[What to work on]
(1) In the forum thread, what wattage does sunakard2000 give for their LED UFOs?
(2) Return the stretch of the forum thread from "OK so I disappeared" through "her tonight though?", copied word for word.

[Text shown]
════════════════════
So it appears that all my PH levels are fine and I been researching the problem which may be a *K* or a *MG* deficiency. Either way im working on the issue... Also I ordered a HTG supply 400 watt HPS today off of ebay and a new light for it right off the HTG website which I will have when I finish tending to her Vegging issues. Then I can throw it up and being flowering soon. :icon_smile:  :woohoo:
Im hoping now for a full recovery in the next week and she will be :aok:!


----------



## Munkers (Oct 8, 2012)

OK so I disappeared for a few but I'm back. My Epsom's salts showed up today so I guess the question is do I go ahead and feed her tonight with the salt or wait till tomorrow when I give her a usual small feeding? Its usually straight water on tuesdays... Should I break the watering cycle and give it to her tonight though?


----------



## The Hemp Goddess (Oct 8, 2012)

How about giving her a foliar feeding?


----------



## Munkers (Oct 8, 2012)

Explain please?


----------



## sunakard2000 (Oct 8, 2012)

gonna add my 2cents in here... one HUGE think i noticed that you did way wrong was with the light... i too have LED UFOs but they are 135watt, 7band, and as i saw you say in a previous post they generate like 0 heat... so may i ask why you have/had the UFO like 3feet away from the plants? i snug my about 2 inches away from the top canopy, you only get about a 2 or maybe 3 degree increase in temp and ONLY when your less then 1 inch away from the light... my plants did very well in veg using the 2 UFOs, and the one plant i got left (other was male Q_Q) is in flowering now but i still have the UFOs about 2-2.5 inches away from the bottom of the UFOs. that im betting without a doubt is a major reason that at 7 weeks your little plants were... well so little... they got like 0 energy from the light, yes they got "hit by the light" but its so far away the lights energy is like 0... so not much growth, im kinda suprised they didnt stretch a ton, but then again being that far away they were getting very very little light energy. 

well i guess thats about 10 cents but ooh well... look in the Indoor Grow section im going to be posting the pics i have of my grow with the LED UFOs before i go to bed tonight...

hope this is a bit helpful
as always stay safe and much green mojo to you my friend


----------



## Munkers (Oct 9, 2012)
════════════════════
[Entries provided]
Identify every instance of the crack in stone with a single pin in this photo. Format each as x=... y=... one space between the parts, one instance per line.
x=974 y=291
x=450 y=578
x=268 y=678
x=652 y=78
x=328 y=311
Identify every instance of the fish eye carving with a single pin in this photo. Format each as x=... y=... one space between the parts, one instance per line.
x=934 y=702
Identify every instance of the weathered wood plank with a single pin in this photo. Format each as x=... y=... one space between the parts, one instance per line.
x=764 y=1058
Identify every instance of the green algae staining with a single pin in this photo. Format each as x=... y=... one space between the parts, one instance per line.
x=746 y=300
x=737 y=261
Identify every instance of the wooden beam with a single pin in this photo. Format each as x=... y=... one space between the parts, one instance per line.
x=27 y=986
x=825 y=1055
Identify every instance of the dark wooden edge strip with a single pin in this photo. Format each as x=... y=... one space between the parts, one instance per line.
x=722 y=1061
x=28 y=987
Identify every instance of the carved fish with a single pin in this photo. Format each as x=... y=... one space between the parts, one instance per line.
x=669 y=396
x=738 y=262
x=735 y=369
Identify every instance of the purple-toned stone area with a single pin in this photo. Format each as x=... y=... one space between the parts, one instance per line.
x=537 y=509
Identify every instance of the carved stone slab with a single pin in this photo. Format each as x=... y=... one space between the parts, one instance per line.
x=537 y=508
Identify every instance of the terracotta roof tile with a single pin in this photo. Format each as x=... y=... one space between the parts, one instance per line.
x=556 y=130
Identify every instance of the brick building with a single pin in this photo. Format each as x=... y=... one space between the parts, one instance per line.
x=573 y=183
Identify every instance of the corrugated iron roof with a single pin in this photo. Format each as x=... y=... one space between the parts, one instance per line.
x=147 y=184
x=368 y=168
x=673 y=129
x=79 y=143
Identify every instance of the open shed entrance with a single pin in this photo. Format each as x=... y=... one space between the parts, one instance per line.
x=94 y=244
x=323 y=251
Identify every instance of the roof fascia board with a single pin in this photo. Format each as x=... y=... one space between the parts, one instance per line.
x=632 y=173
════════════════════
[Answers for the exercise]
(1) 135 watts.

(2)
OK so I disappeared for a few but I'm back. My Epsom's salts showed up today so I guess the question is do I go ahead and feed her tonight with the salt or wait till tomorrow when I give her a usual small feeding? Its usually straight water on tuesdays... Should I break the watering cycle and give it to her tonight though?